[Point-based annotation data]
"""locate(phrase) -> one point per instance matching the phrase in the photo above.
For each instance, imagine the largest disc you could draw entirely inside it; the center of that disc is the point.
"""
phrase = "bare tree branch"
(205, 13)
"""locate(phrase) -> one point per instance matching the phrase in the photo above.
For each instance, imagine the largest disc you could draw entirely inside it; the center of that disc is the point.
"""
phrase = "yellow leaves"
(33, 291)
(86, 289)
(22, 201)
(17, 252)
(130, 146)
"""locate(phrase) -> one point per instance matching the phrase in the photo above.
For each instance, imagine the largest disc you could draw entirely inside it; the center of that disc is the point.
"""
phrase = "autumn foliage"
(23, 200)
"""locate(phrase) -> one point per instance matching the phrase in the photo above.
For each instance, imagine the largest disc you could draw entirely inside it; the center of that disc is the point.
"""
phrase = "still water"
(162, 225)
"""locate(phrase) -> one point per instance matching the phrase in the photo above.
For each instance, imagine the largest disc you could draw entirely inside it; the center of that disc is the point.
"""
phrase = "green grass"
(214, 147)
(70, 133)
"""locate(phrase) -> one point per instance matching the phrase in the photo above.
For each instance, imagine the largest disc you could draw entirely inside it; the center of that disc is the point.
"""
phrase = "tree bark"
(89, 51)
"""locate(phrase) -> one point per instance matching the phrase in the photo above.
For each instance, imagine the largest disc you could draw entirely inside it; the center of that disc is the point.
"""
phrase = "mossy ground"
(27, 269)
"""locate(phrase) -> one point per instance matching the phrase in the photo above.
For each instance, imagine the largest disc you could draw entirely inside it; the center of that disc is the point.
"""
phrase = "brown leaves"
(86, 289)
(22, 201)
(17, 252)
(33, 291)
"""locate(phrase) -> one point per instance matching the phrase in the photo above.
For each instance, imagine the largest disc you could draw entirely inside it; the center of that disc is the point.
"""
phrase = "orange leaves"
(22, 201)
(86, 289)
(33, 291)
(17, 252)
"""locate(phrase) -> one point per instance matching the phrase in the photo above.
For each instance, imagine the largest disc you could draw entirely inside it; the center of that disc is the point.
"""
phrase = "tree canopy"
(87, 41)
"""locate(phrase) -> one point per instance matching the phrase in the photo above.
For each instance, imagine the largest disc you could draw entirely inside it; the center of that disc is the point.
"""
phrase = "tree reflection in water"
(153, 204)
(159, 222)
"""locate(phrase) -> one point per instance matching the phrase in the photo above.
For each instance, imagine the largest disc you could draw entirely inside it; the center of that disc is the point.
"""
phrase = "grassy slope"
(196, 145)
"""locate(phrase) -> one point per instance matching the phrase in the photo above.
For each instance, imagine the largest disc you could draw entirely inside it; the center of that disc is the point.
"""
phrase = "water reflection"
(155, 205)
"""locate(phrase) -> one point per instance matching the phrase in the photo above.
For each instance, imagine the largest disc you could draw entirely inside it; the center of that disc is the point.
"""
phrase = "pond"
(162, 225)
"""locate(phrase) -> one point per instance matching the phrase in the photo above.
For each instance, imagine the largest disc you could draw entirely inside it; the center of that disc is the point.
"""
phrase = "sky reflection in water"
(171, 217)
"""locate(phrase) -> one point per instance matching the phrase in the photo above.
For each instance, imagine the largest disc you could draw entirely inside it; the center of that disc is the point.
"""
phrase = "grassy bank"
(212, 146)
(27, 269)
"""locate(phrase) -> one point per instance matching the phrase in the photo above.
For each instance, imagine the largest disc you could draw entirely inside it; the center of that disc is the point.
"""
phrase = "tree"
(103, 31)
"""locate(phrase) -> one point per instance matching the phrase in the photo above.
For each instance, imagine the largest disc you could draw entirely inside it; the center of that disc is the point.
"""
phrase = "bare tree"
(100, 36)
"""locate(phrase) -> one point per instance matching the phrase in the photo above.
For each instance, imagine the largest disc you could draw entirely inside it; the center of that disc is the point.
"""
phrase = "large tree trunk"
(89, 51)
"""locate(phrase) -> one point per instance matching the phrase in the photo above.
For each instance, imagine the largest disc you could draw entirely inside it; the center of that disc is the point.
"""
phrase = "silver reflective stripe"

● What this task involves: Filter the entries above and copy out every line that contains the string "tree".

● Answer for this exercise:
phrase = "bare tree branch"
phrase = "tree bark"
phrase = "tree canopy"
phrase = "tree reflection in water"
phrase = "tree"
phrase = "bare tree"
phrase = "large tree trunk"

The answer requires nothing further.